Instruction ->
Copy the records below word for word, from the line that contains "Habitat-count request: mark the rocky" through the end of the records.

Given records ->
▼

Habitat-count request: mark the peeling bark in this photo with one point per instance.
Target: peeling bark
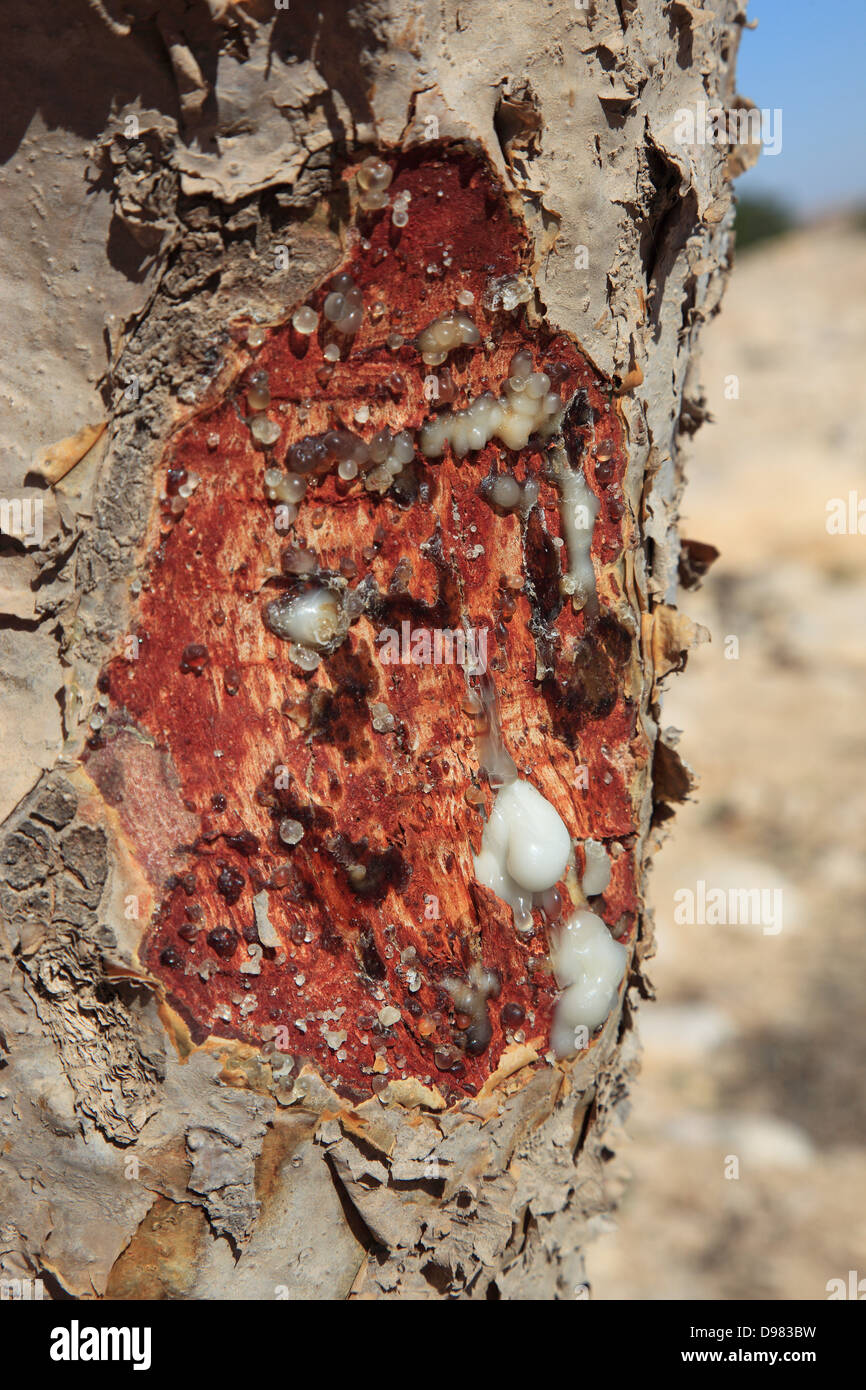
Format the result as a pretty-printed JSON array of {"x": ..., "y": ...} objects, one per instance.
[{"x": 157, "y": 1139}]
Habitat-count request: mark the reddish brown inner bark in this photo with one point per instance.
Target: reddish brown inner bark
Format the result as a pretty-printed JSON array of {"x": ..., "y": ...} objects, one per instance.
[{"x": 209, "y": 577}]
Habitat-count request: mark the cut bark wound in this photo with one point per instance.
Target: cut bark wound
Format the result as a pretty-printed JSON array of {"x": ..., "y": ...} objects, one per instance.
[
  {"x": 253, "y": 740},
  {"x": 245, "y": 938}
]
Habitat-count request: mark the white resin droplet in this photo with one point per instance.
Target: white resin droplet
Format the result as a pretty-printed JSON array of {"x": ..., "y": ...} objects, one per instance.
[
  {"x": 524, "y": 847},
  {"x": 597, "y": 875},
  {"x": 580, "y": 508},
  {"x": 590, "y": 966},
  {"x": 313, "y": 619}
]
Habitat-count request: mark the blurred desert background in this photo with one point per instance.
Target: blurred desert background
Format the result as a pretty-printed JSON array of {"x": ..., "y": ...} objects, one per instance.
[{"x": 755, "y": 1048}]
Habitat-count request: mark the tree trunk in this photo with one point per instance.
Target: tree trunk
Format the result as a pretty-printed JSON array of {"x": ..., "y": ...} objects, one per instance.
[{"x": 266, "y": 1029}]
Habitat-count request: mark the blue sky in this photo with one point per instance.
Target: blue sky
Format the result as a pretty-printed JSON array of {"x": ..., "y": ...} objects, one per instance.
[{"x": 806, "y": 57}]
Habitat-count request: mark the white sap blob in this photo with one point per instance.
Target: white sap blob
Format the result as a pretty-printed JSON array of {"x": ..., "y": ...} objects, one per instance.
[
  {"x": 446, "y": 332},
  {"x": 597, "y": 875},
  {"x": 312, "y": 620},
  {"x": 524, "y": 848},
  {"x": 527, "y": 407},
  {"x": 590, "y": 966},
  {"x": 580, "y": 508}
]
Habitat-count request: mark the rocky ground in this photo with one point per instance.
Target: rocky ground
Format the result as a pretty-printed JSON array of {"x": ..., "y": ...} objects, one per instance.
[{"x": 755, "y": 1050}]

▲

Solution for this problem ->
Habitat-count request: mark the rocky ground in this photo with one point per instance.
Target: rocky ground
Format the result as a pretty-printed JSON array of {"x": ..., "y": ...} objects, one per instance.
[{"x": 755, "y": 1050}]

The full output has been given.